> [INFORMATION GIVEN]

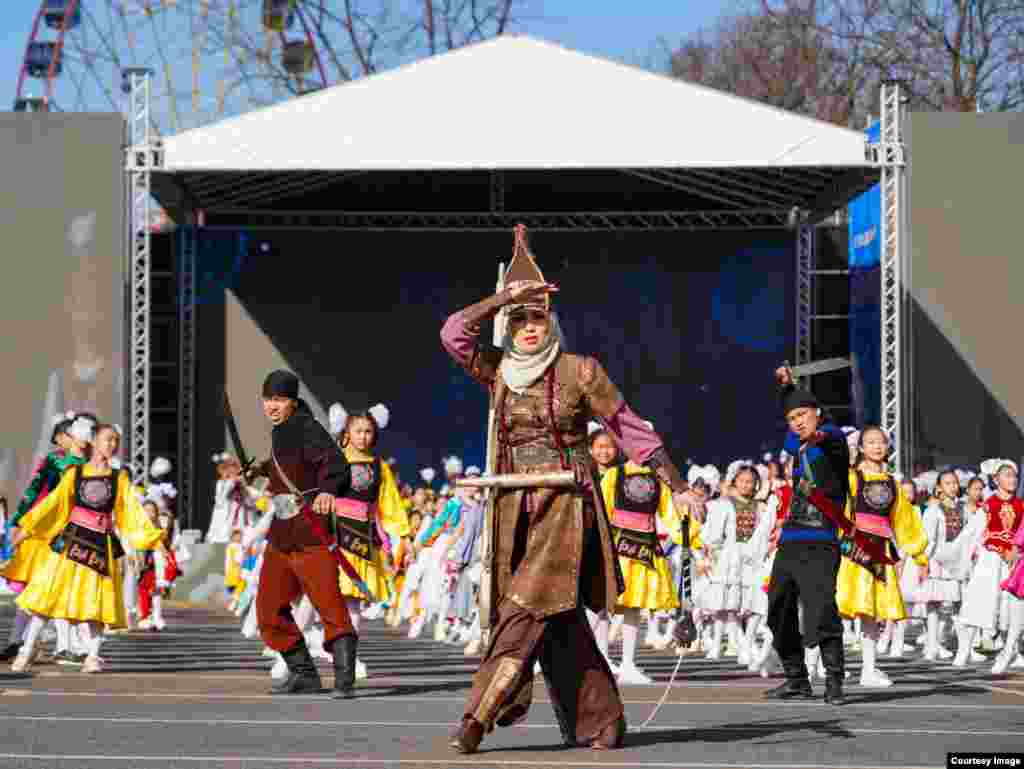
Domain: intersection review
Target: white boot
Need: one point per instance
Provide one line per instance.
(965, 645)
(870, 676)
(715, 652)
(811, 660)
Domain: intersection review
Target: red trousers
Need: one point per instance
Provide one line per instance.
(284, 579)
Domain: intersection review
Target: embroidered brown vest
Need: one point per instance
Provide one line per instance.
(747, 518)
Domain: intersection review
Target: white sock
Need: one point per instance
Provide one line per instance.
(896, 645)
(601, 628)
(64, 635)
(353, 612)
(631, 629)
(932, 622)
(868, 649)
(158, 609)
(753, 624)
(92, 635)
(36, 625)
(17, 629)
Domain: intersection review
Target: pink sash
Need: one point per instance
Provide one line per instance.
(875, 524)
(633, 521)
(100, 522)
(352, 509)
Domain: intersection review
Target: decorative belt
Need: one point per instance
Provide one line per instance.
(879, 525)
(353, 509)
(633, 521)
(100, 522)
(535, 455)
(286, 506)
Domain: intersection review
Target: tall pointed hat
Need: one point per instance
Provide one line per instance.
(523, 267)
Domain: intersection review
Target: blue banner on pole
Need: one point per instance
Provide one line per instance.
(865, 299)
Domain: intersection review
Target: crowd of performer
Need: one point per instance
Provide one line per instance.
(583, 532)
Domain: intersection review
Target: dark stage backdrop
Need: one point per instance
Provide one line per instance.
(61, 295)
(966, 397)
(689, 326)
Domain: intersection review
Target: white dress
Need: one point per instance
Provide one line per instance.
(723, 591)
(754, 600)
(916, 590)
(984, 604)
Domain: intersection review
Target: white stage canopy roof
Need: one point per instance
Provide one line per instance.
(530, 110)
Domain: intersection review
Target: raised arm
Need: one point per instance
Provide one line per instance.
(635, 436)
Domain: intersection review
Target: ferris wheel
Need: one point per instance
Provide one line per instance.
(208, 58)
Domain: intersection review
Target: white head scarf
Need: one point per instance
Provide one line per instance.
(520, 370)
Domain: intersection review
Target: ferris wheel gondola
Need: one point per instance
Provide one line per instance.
(209, 58)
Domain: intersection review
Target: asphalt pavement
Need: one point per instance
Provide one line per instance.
(197, 695)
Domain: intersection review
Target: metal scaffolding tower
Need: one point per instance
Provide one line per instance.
(805, 291)
(142, 155)
(890, 155)
(187, 250)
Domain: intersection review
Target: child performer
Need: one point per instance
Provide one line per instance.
(370, 513)
(867, 585)
(80, 580)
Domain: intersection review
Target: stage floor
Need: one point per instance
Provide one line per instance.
(197, 695)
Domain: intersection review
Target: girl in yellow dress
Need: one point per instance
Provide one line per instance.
(884, 515)
(636, 500)
(371, 514)
(80, 580)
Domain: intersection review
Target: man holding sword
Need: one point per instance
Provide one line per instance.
(306, 472)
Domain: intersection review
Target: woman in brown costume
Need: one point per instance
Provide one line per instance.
(550, 553)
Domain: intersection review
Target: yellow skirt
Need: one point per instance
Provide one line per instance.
(61, 589)
(647, 588)
(372, 572)
(859, 594)
(30, 555)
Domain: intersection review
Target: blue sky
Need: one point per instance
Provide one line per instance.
(600, 27)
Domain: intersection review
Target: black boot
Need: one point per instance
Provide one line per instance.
(834, 657)
(302, 676)
(343, 650)
(797, 684)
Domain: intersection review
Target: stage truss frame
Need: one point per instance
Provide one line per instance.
(888, 156)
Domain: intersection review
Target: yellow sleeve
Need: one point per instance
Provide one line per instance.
(909, 529)
(131, 519)
(608, 488)
(49, 516)
(394, 518)
(695, 542)
(669, 515)
(851, 497)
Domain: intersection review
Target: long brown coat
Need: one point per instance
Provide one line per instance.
(536, 554)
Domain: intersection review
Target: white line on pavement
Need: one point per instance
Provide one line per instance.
(348, 761)
(411, 724)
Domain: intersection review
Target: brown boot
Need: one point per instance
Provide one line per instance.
(611, 736)
(468, 736)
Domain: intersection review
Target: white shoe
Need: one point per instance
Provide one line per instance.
(875, 679)
(743, 657)
(440, 632)
(22, 664)
(630, 674)
(280, 669)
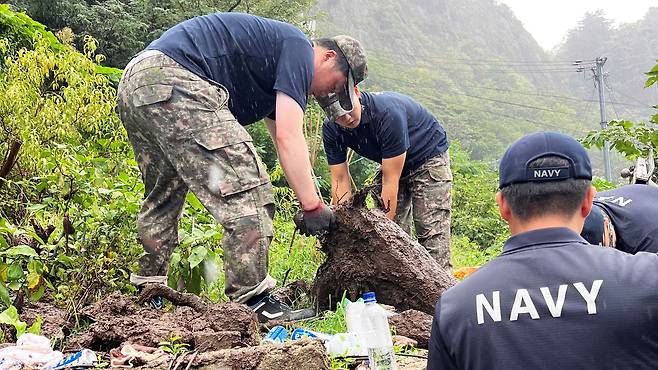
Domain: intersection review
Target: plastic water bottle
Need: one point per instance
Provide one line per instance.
(378, 335)
(354, 317)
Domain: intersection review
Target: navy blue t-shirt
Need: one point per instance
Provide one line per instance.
(550, 301)
(391, 124)
(633, 210)
(252, 57)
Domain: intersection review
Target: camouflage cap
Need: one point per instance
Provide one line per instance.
(340, 103)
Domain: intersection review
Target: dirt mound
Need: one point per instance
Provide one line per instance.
(117, 319)
(368, 252)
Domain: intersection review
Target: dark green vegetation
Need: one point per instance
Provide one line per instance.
(124, 27)
(70, 189)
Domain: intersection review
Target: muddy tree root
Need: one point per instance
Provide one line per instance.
(368, 252)
(303, 354)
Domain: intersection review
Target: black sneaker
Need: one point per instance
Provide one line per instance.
(269, 307)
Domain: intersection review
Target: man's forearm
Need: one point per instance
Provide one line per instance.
(293, 155)
(390, 197)
(341, 190)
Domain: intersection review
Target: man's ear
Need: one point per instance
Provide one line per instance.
(503, 207)
(329, 54)
(586, 204)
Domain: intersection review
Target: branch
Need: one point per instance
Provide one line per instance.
(179, 299)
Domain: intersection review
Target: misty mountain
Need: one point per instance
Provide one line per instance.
(473, 64)
(631, 49)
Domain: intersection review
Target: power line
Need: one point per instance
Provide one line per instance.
(516, 68)
(484, 61)
(544, 124)
(549, 95)
(497, 100)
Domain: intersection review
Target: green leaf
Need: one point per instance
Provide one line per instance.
(20, 250)
(197, 256)
(15, 272)
(174, 260)
(35, 266)
(36, 207)
(4, 295)
(194, 201)
(37, 294)
(64, 259)
(33, 280)
(35, 328)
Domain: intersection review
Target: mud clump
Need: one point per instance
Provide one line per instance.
(413, 324)
(116, 320)
(368, 252)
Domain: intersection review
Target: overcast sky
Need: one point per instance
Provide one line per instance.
(549, 20)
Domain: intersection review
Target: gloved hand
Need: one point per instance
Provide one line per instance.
(314, 221)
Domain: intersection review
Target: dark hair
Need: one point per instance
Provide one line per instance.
(341, 62)
(535, 199)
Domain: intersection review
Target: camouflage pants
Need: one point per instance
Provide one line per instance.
(185, 138)
(424, 198)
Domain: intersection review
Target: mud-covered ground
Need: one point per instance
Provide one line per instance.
(365, 252)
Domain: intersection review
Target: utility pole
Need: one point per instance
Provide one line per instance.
(598, 77)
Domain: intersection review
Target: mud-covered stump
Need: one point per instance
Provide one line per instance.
(368, 252)
(302, 354)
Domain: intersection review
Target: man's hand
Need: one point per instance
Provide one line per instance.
(315, 221)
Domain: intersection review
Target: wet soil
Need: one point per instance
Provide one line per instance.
(413, 324)
(117, 319)
(368, 252)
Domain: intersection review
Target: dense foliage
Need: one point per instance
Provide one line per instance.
(124, 27)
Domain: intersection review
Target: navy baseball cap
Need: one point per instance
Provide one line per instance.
(514, 164)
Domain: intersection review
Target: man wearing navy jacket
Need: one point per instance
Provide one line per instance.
(184, 102)
(550, 300)
(625, 218)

> [TASK STATEMENT]
Output the entries above exactly, without their pictures.

> [OUTPUT]
Domain: intersection review
Target: white boot
Need: one point per instance
Provide one line per instance.
(965, 645)
(870, 676)
(715, 652)
(811, 660)
Domain: intersection review
Target: red trousers
Need: one point per instance
Provide one line per instance.
(284, 579)
Domain: intersection review
Target: embroidered brown vest
Need: one point per instance
Provide one line per instance.
(747, 518)
Domain: intersection review
Target: white sock
Need: one point per instance
Provide one line per instance.
(896, 645)
(601, 628)
(64, 635)
(353, 612)
(631, 629)
(932, 622)
(868, 649)
(158, 609)
(753, 624)
(92, 635)
(36, 625)
(17, 629)
Domain: intersection review
Target: pink sash
Need: one point per instance
Provide one line per instance.
(875, 524)
(633, 521)
(100, 522)
(352, 509)
Domain: intersection review
Target: decorative belt
Need: one point per instance
Provide one line per instance.
(879, 525)
(353, 509)
(633, 521)
(100, 522)
(535, 455)
(286, 506)
Domain: intersection review
Target: tall pointed hat
Need: one point per instance
Provide one line per instance.
(523, 267)
Domain: intersection review
Target: blue banner on pole
Need: one point per instance
Provide one line per instance.
(865, 299)
Domain: intersection review
Target: crowd of performer
Need: one point per instance
Provide one line per instance.
(583, 532)
Domain: intersection review
Target: dark stage backdrop
Need: one point per instance
Provide one line per instance.
(61, 295)
(966, 397)
(689, 326)
Domain: intersection review
Target: white dress
Need: one point per instance
Provide one line per instance.
(723, 591)
(754, 600)
(916, 590)
(984, 604)
Domain: intersection review
Target: white stage canopy roof
Need: one point per instance
Provide one line per instance.
(530, 110)
Domain: intersection review
Target: raised arm
Need: one point per instance
Provide one line per instance.
(635, 436)
Domain: intersection review
Target: ferris wheel
Need: one point per instance
Provide one line per instance.
(208, 58)
Domain: intersection review
Target: white head scarf
Need: one point per instance
Provide one line per instance.
(520, 370)
Domain: intersection review
Target: ferris wheel gondola
Need: one point per instance
Provide one line per instance.
(209, 58)
Domain: intersection review
Target: asphalt pavement
Need: one point per instance
Provide one line per instance.
(197, 695)
Domain: intersection review
Target: metal scaffolding tower
Need: one point per instance
Provide one line per instance.
(805, 291)
(142, 155)
(890, 155)
(187, 250)
Domain: intersection review
Target: child performer
Need: one point per instance
Provide one line per instance.
(370, 513)
(867, 585)
(80, 580)
Domain: intersection review
Target: stage floor
Need: one point per instance
Provide one line per instance.
(197, 695)
Domain: intersection review
Target: girl in yellow dress
Need: one point per instance
Provide one line per instance.
(884, 515)
(636, 500)
(371, 514)
(80, 580)
Domain: intersection review
Target: man holding sword
Need: one point per instance
Provide one line per instance.
(306, 472)
Domain: intersection review
Target: woman in brown costume
Need: one point per instance
Provide one line per instance.
(550, 553)
Domain: intersection review
Target: yellow skirt
Need: one point per instance
Provide one line per instance.
(61, 589)
(647, 588)
(372, 572)
(859, 594)
(30, 555)
Domain: intersection review
Target: blue sky
Need: one point per instance
Provide one line per instance.
(600, 27)
Domain: intersection review
Target: black boot
Need: one point per instance
Provide one line per instance.
(834, 657)
(302, 676)
(343, 650)
(797, 684)
Domain: intersection review
Target: stage truss frame
Need: one point per instance
Provide one line per instance.
(888, 156)
Domain: intersection review
Target: yellow sleeve
Need: one point per instance
Provide one line per instance.
(909, 529)
(131, 519)
(608, 488)
(49, 516)
(394, 518)
(695, 542)
(669, 515)
(851, 497)
Domain: intersection review
Target: long brown coat
Need: one point per instance
Provide one line per instance.
(536, 554)
Domain: intersection review
Target: white line on pavement
Need: one point per instance
Provide one line per instance.
(348, 761)
(411, 724)
Domain: intersection review
Target: brown boot
Need: one point per instance
Provide one line per instance.
(611, 736)
(468, 736)
Domain: intersection review
Target: white shoe
Need: one point per instance
Provide one line per instance.
(875, 679)
(743, 657)
(440, 632)
(22, 664)
(630, 674)
(280, 669)
Domain: intersection review
Target: plastic water bottle
Need: one point per instance
Provide one line per instance.
(378, 335)
(354, 317)
Domain: intersection review
Target: navy blue t-shirt
Need: one point per instance
Provide one line per instance.
(550, 301)
(391, 124)
(633, 210)
(252, 57)
Domain: intersection review
Target: camouflage cap
Need: one point per instance
Provide one line per instance.
(340, 103)
Domain: intersection review
Target: dirt mound
Need: one point per instance
Provide one line per instance.
(117, 319)
(368, 252)
Domain: intersection review
Target: dark green vegetation
Need: one point per instance
Provide one line per instance.
(124, 27)
(70, 189)
Domain: intersection review
Target: muddy tree root
Need: one point per instance
Provide one line per instance.
(368, 252)
(303, 354)
Domain: intersection review
Target: black sneaker
Need: one point per instance
Provide one line per instance.
(269, 307)
Domain: intersection review
Target: man's forearm
Need: one point per instance
Provide one line per instance.
(293, 155)
(390, 197)
(341, 190)
Domain: intersection review
Target: man's ear
Need: one point per instance
Provide one line per instance.
(503, 207)
(329, 54)
(586, 204)
Domain: intersection review
Target: branch
Need: one point per instance
Provide one line per instance.
(179, 299)
Domain: intersection review
Target: misty mountain
Need: one point per instance
Provide one line per instance.
(473, 64)
(631, 49)
Domain: intersection review
Target: power line
Need: one point per instance
Provide one line per instance.
(516, 68)
(484, 61)
(544, 124)
(549, 95)
(497, 100)
Domain: intersection review
Target: green leaf
Need: one point per instance
Provide one line per instance.
(20, 250)
(197, 256)
(15, 272)
(174, 260)
(35, 266)
(36, 207)
(4, 295)
(194, 201)
(37, 294)
(64, 259)
(33, 280)
(35, 328)
Domain: intersection review
Target: mud clump
Need: one point per instance
Provide one line per instance.
(413, 324)
(116, 320)
(368, 252)
Domain: intersection review
Target: overcast sky
Need: one point per instance
Provide one line per instance.
(549, 20)
Domain: intersection review
Target: gloved hand
Need: one point per instance
Provide one line per instance.
(314, 221)
Domain: intersection review
Target: dark hair
Need: one point per instance
Provide one line per instance.
(341, 62)
(535, 199)
Domain: intersection review
Target: camouflage pants
Need: one point per instance
Provide one line per instance.
(185, 138)
(424, 198)
Domain: intersection review
Target: mud-covered ground
Need: one point per instance
Provide one line per instance.
(365, 252)
Domain: intersection review
Target: utility pole
Need: one point per instance
Provide one line per instance.
(598, 77)
Domain: intersection review
Target: mud-covered stump
Need: one point per instance
Provide one line per instance.
(368, 252)
(302, 354)
Domain: intersection review
Target: man's hand
Need: one point per instance
Provide one line per instance.
(315, 221)
Domain: intersection review
Target: wet soil
Need: one point per instance
Provide one line per instance.
(413, 324)
(117, 319)
(368, 252)
Domain: intersection review
Target: dense foliage
Need: one point per instance
Provide one line per instance.
(124, 27)
Domain: intersection review
Target: navy baseball cap
Need: one point per instance
Provide one line per instance.
(514, 164)
Domain: intersection review
Target: man wearing navy jacket
Need: one point per instance
Provide one line per instance.
(184, 102)
(550, 300)
(625, 218)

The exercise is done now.